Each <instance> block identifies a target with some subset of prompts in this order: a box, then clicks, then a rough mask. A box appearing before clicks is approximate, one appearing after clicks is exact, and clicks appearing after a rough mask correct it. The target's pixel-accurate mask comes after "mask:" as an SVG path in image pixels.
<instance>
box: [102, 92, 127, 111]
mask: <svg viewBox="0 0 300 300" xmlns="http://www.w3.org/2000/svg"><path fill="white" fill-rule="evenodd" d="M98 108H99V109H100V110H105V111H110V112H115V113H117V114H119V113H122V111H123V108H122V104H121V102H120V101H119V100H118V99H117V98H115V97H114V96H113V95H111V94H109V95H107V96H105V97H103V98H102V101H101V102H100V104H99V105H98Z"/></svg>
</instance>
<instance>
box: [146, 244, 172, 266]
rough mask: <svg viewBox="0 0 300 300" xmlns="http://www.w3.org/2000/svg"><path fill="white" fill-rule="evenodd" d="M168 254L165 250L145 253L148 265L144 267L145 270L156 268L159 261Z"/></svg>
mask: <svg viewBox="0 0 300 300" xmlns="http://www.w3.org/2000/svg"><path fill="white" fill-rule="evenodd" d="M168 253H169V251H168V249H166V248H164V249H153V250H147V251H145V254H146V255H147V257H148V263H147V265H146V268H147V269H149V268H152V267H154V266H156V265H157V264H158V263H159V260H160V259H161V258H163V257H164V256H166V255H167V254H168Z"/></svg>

_What is needed:_ Go through the entries above and count the lines holding the word "instance"; write nothing but the number.

_Result for this task:_ 4